**RECORDS FOR THE TASK:**

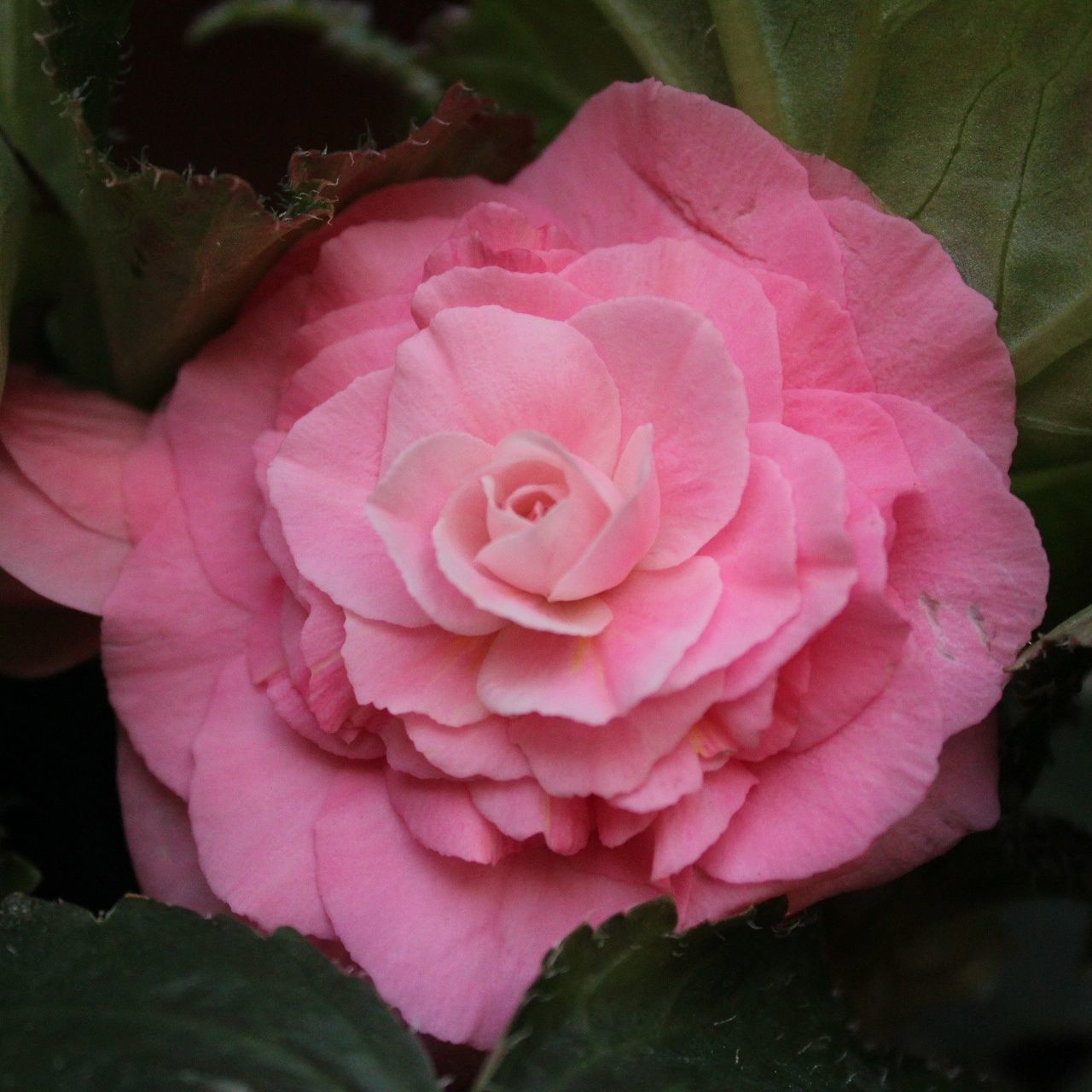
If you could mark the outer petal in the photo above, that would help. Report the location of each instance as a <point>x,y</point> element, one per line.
<point>593,679</point>
<point>643,160</point>
<point>320,480</point>
<point>488,373</point>
<point>222,403</point>
<point>257,791</point>
<point>671,370</point>
<point>924,334</point>
<point>728,295</point>
<point>166,630</point>
<point>452,944</point>
<point>160,839</point>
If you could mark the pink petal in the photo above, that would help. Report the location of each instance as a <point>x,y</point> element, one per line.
<point>404,509</point>
<point>522,810</point>
<point>221,404</point>
<point>542,293</point>
<point>756,554</point>
<point>642,160</point>
<point>687,830</point>
<point>593,679</point>
<point>71,445</point>
<point>257,791</point>
<point>166,630</point>
<point>415,671</point>
<point>319,483</point>
<point>51,553</point>
<point>473,751</point>
<point>825,550</point>
<point>967,562</point>
<point>490,373</point>
<point>822,807</point>
<point>451,944</point>
<point>962,799</point>
<point>673,371</point>
<point>160,839</point>
<point>440,816</point>
<point>924,334</point>
<point>572,759</point>
<point>725,293</point>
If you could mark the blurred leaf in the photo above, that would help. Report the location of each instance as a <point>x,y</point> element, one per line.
<point>16,874</point>
<point>805,71</point>
<point>982,132</point>
<point>522,55</point>
<point>675,41</point>
<point>343,26</point>
<point>733,1006</point>
<point>15,205</point>
<point>175,256</point>
<point>154,997</point>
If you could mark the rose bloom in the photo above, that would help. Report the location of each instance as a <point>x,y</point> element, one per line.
<point>527,552</point>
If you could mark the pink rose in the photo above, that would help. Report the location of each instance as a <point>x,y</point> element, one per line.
<point>525,553</point>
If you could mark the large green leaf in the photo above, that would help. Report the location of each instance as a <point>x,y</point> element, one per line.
<point>522,55</point>
<point>15,205</point>
<point>675,41</point>
<point>734,1006</point>
<point>153,997</point>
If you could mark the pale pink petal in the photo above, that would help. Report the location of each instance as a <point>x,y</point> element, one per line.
<point>542,293</point>
<point>257,791</point>
<point>522,810</point>
<point>473,751</point>
<point>962,799</point>
<point>628,533</point>
<point>726,293</point>
<point>404,509</point>
<point>71,445</point>
<point>673,371</point>
<point>817,336</point>
<point>817,810</point>
<point>319,483</point>
<point>166,630</point>
<point>160,839</point>
<point>594,679</point>
<point>221,404</point>
<point>488,371</point>
<point>687,830</point>
<point>440,816</point>
<point>572,759</point>
<point>452,944</point>
<point>967,562</point>
<point>642,160</point>
<point>825,550</point>
<point>674,775</point>
<point>923,332</point>
<point>756,554</point>
<point>415,671</point>
<point>334,367</point>
<point>51,553</point>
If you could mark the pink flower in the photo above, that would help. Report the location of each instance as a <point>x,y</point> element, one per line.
<point>526,552</point>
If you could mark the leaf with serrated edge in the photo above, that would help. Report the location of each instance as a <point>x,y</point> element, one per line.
<point>155,997</point>
<point>733,1006</point>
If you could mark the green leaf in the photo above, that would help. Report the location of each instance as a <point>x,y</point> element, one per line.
<point>175,256</point>
<point>522,55</point>
<point>15,206</point>
<point>804,71</point>
<point>733,1006</point>
<point>982,132</point>
<point>154,997</point>
<point>675,41</point>
<point>343,26</point>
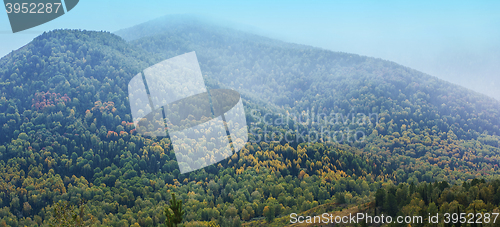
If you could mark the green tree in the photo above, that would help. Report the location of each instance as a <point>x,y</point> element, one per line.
<point>174,217</point>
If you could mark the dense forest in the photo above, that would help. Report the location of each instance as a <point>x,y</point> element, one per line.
<point>68,142</point>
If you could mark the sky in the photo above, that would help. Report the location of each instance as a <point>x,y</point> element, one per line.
<point>457,41</point>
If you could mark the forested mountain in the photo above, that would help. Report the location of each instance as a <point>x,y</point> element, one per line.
<point>67,132</point>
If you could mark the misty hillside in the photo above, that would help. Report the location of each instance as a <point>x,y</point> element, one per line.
<point>67,133</point>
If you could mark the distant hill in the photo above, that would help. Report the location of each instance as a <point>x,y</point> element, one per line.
<point>67,133</point>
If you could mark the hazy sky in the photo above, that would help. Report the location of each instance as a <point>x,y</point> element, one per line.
<point>458,41</point>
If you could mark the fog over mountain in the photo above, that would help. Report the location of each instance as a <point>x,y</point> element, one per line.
<point>362,134</point>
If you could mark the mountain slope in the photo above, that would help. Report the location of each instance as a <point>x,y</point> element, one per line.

**STATED PROBLEM:**
Copy down all of the records above word for word, and leave the pictures out of your copy.

**FINAL RESULT:**
If you could mark the outer petal in the photo above, that would help. Report the location of each instance as a <point>x,y</point> element, one per line.
<point>593,679</point>
<point>643,160</point>
<point>320,480</point>
<point>488,373</point>
<point>222,403</point>
<point>257,791</point>
<point>671,370</point>
<point>924,334</point>
<point>728,295</point>
<point>166,630</point>
<point>452,944</point>
<point>160,839</point>
If you could mark the pink petal in the photo above, that would help. Report the location of each instance as a <point>x,y</point> element, one per line.
<point>404,509</point>
<point>522,810</point>
<point>221,404</point>
<point>542,293</point>
<point>756,554</point>
<point>642,160</point>
<point>687,830</point>
<point>593,679</point>
<point>71,445</point>
<point>257,791</point>
<point>166,630</point>
<point>415,671</point>
<point>319,483</point>
<point>51,553</point>
<point>473,751</point>
<point>825,550</point>
<point>967,562</point>
<point>490,373</point>
<point>822,807</point>
<point>451,944</point>
<point>962,799</point>
<point>673,371</point>
<point>160,839</point>
<point>440,816</point>
<point>924,334</point>
<point>572,759</point>
<point>725,293</point>
If you could mark the blurred leaf in the photo above, that would help. Report the location of each instance as a <point>x,y</point> element, one per line.
<point>16,874</point>
<point>805,71</point>
<point>982,132</point>
<point>522,55</point>
<point>675,41</point>
<point>343,26</point>
<point>733,1006</point>
<point>15,205</point>
<point>175,256</point>
<point>154,997</point>
If you could mark the rose bloom in the photo above, that would help. Report the location of each instance as a <point>x,y</point> element, one per line.
<point>527,552</point>
If you could mark the pink rose in the photo above, that would help. Report the location of each instance as a <point>x,y</point> element, one per line.
<point>525,553</point>
If you could mark the large green leaf in the photo above, that would help. Report the location of each instance as a <point>x,y</point> element, one per line.
<point>522,55</point>
<point>15,205</point>
<point>675,41</point>
<point>734,1006</point>
<point>153,997</point>
If you could mark the pale pink petal in the photo above, that would help. Report the location of each instance as a <point>x,y</point> element, one per line.
<point>542,293</point>
<point>257,791</point>
<point>522,810</point>
<point>473,751</point>
<point>962,799</point>
<point>628,533</point>
<point>726,293</point>
<point>404,509</point>
<point>71,445</point>
<point>673,371</point>
<point>817,336</point>
<point>817,810</point>
<point>319,483</point>
<point>166,630</point>
<point>160,839</point>
<point>594,679</point>
<point>221,404</point>
<point>488,371</point>
<point>687,830</point>
<point>440,816</point>
<point>572,759</point>
<point>452,944</point>
<point>967,562</point>
<point>642,160</point>
<point>825,550</point>
<point>674,775</point>
<point>923,332</point>
<point>756,554</point>
<point>415,671</point>
<point>334,367</point>
<point>51,553</point>
If you could mark the pink flower in the photo above, that would help. Report the location of each instance as a <point>x,y</point> element, one per line.
<point>526,552</point>
If you could mark the leaf with serrated edge in the photo above, that would help. Report the location of each instance as a <point>x,y</point> element, one per line.
<point>155,997</point>
<point>733,1006</point>
If you could mark the green leaf in the photo above, that would help. Report the location of each instance as a <point>x,y</point> element, one per line.
<point>175,256</point>
<point>522,55</point>
<point>15,206</point>
<point>804,71</point>
<point>733,1006</point>
<point>982,132</point>
<point>154,997</point>
<point>675,41</point>
<point>343,26</point>
If you could mark the green tree in the photo above, that would help. Report the location of each instance as a <point>x,y</point> element, one per line.
<point>174,217</point>
If you could mark the dense forest in the photo above, that would help. Report the location of each instance as a <point>x,y</point> element, one per line.
<point>68,142</point>
If you could mark the sky in the photo above, that would help. Report the location of each instance as a <point>x,y</point> element, one per line.
<point>457,41</point>
If you could mark the forested mountain in the photo above, that would help. Report the location of each instance as a <point>x,y</point> element, one per line.
<point>67,132</point>
If you could mark the misty hillside in the photo above, that would help. Report the location of each instance as a <point>x,y</point> element, one per line.
<point>67,133</point>
If you could mark the distant hill in the photo above, that would help. Report the location of each instance as a <point>x,y</point> element, one per line.
<point>67,133</point>
If you could mark the hazy sky in the photo above, that would help. Report the location of each instance as a <point>x,y</point> element, one per line.
<point>458,41</point>
If you could mark the fog over mountain in the photo above, that would help. Report the location of each instance as a <point>x,y</point> element, one per line.
<point>362,134</point>
If you could mark the mountain slope in the photo above, that would help. Report the location of each instance as a <point>x,y</point> element, one per line.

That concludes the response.